:: Data records ::
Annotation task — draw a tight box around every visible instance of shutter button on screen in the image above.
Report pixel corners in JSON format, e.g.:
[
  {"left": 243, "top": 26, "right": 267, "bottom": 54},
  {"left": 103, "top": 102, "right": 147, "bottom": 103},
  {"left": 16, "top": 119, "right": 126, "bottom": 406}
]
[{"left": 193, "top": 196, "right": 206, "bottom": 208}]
:::
:: Data records ::
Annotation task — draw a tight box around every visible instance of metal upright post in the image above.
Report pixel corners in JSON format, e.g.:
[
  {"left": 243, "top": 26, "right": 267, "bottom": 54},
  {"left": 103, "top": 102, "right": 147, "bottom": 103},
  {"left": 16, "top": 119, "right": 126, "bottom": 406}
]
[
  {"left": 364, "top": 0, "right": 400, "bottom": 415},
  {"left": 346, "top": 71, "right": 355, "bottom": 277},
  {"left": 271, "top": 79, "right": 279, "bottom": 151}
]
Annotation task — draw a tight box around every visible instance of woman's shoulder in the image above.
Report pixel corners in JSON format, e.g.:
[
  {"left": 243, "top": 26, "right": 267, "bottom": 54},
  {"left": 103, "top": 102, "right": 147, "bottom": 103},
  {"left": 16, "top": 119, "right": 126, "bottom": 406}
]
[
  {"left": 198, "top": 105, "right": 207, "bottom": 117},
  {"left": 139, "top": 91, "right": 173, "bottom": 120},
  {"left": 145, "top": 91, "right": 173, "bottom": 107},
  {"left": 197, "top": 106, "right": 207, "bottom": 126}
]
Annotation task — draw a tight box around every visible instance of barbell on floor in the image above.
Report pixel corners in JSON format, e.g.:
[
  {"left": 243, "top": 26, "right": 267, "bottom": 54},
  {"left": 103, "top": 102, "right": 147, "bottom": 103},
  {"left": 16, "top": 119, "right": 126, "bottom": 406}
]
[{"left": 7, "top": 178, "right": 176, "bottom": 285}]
:::
For the records above, give the number of lines that include the string "image", with nothing added.

4